**Instructions for the task**
Transcribe each record exactly. Include every one.

━━━━━ Exercise data ━━━━━

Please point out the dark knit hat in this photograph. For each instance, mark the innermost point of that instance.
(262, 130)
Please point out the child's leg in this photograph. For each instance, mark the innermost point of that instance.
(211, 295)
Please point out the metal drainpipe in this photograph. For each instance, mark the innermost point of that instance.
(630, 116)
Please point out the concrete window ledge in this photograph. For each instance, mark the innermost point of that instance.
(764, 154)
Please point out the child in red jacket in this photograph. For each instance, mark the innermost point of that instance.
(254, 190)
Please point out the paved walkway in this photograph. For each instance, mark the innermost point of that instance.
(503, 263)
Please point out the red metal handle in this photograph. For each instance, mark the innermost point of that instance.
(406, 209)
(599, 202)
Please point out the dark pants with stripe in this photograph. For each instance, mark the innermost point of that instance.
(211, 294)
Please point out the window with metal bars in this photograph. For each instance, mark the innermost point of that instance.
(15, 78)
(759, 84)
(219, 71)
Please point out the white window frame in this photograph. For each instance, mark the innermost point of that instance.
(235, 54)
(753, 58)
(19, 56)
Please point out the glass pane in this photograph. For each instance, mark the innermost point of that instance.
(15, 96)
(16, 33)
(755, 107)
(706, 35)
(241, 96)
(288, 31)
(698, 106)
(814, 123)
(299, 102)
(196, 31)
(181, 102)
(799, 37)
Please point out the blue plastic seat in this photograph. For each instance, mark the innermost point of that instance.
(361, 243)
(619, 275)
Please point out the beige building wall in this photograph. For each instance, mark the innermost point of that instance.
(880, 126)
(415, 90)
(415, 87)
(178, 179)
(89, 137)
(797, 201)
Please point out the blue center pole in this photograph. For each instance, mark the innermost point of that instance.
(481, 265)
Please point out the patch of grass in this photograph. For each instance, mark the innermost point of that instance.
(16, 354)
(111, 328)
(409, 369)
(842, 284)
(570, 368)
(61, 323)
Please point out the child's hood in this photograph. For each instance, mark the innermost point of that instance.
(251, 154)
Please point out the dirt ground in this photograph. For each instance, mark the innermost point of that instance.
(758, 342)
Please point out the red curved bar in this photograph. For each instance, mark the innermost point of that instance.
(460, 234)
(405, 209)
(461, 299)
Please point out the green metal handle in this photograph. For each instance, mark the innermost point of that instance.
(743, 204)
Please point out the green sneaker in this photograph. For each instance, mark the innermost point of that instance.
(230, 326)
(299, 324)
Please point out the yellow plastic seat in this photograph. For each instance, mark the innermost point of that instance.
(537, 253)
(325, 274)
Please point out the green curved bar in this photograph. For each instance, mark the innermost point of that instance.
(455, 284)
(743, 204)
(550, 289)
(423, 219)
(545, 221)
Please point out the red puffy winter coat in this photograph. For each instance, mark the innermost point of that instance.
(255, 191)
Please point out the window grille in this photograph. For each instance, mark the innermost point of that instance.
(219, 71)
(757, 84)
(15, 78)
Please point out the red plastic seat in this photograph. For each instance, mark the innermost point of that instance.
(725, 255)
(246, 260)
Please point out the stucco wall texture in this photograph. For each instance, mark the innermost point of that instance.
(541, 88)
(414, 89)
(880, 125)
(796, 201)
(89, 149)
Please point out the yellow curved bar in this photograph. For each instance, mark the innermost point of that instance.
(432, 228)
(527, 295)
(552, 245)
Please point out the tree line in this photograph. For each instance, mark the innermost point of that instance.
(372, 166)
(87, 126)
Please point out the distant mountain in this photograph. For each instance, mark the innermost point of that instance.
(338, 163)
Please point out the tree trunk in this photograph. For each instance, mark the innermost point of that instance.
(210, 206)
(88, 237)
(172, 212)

━━━━━

**Expected answer**
Please point out the dark knit hat in this photograph. For each instance, mark the innermost point of that instance.
(262, 130)
Please point out the child's leg in this photograph. For each instance, mark the innermost point of that instance.
(211, 295)
Please point out the metal drainpipe in this photograph. For each instance, mark the innermost point of that instance.
(630, 116)
Please point out the concrete window ledge in this photograph. For each instance, mark the innermost point of that instance.
(764, 154)
Please point out the child in red jacket in this photograph. For each instance, mark the innermost point of that instance.
(254, 190)
Please point out the paved walkway in this photograph. For each instance, mark the innermost point of that instance.
(503, 263)
Please point out the red metal handle in this photograph. For each instance, mark the innermost point of that instance.
(406, 209)
(599, 202)
Please point out the dark pants with stripe in this photograph. For each instance, mark the innermost point of that instance.
(211, 294)
Please point out the window with metal bars in this photograph. For each instance, mark the innermost point of that instance.
(15, 78)
(759, 84)
(219, 71)
Please point out the white window frame in this photograph. For each instance, mark the innermost point of that instance.
(235, 54)
(753, 58)
(19, 56)
Please point out the glass pane in this photograph. For each instance, mark the innermost point of that instance.
(15, 96)
(16, 33)
(755, 107)
(706, 35)
(241, 96)
(288, 31)
(698, 106)
(814, 123)
(299, 102)
(196, 31)
(181, 102)
(799, 37)
Please point out the blue plastic seat in this photograph. For each instance, mark the innermost point of that instance.
(361, 243)
(619, 275)
Please point out the beige building wall in this photograph. For each instance, mark the innermost point of that instance.
(880, 126)
(415, 90)
(415, 87)
(178, 179)
(89, 137)
(797, 201)
Please point out the blue center pole in this photograph. For each instance, mark the innermost point of that instance.
(481, 265)
Please point out the patch of grass in this photograph. For each instance, mark the innermost point of that instance.
(16, 354)
(111, 328)
(409, 369)
(842, 284)
(570, 368)
(61, 323)
Please point out the child's hood in this photograph. For each instance, mark the innermost point of that instance.
(251, 154)
Please point out the dirt ground in this photograph. For each instance, mark the innermost point of that instance.
(758, 342)
Please point out the red curved bar in this photograph. For each instance, mark the innermost point of that instance.
(460, 234)
(405, 209)
(461, 299)
Please point out the green metal handle in this photograph. For each instance, mark the innermost point of that instance.
(743, 204)
Please point out the green sneaker in this photograph. For each instance, mark the innermost point of that instance.
(230, 326)
(299, 324)
Please point out the yellow plastic seat in this photograph. For each instance, mark the innermost point of that instance.
(537, 253)
(325, 274)
Please point out the green curved bar in this photograph. For each instance, mark the innermost point of that instance.
(455, 284)
(743, 204)
(550, 289)
(423, 219)
(545, 221)
Please point out the red puffy winter coat in this photograph. For each instance, mark the innermost point of that instance.
(255, 191)
Please point out the window grille in this photograph. For each instance, mark the innermost point of that instance.
(219, 71)
(757, 84)
(15, 78)
Please point out the red plastic seat in this photograph. For each instance, mark the innermost point of that instance.
(725, 255)
(246, 260)
Please point out the stucco wall texture in this photograph. For each instance, mark the innermost point of that instance.
(541, 88)
(414, 89)
(880, 125)
(796, 201)
(89, 149)
Please point out the yellow curved bar in this photograph. For each instance, mark the innermost point of that instance.
(432, 228)
(527, 295)
(552, 245)
Please point out the tree line in this photograph. For each instance, mark the innermost point of that instance.
(372, 166)
(87, 126)
Please point out the distant mountain in this photograph. For each instance, mark the innermost point of that instance.
(338, 163)
Please point out the tree trunk in this photograph. For each instance, mark the innermost point of that instance.
(210, 206)
(88, 237)
(172, 212)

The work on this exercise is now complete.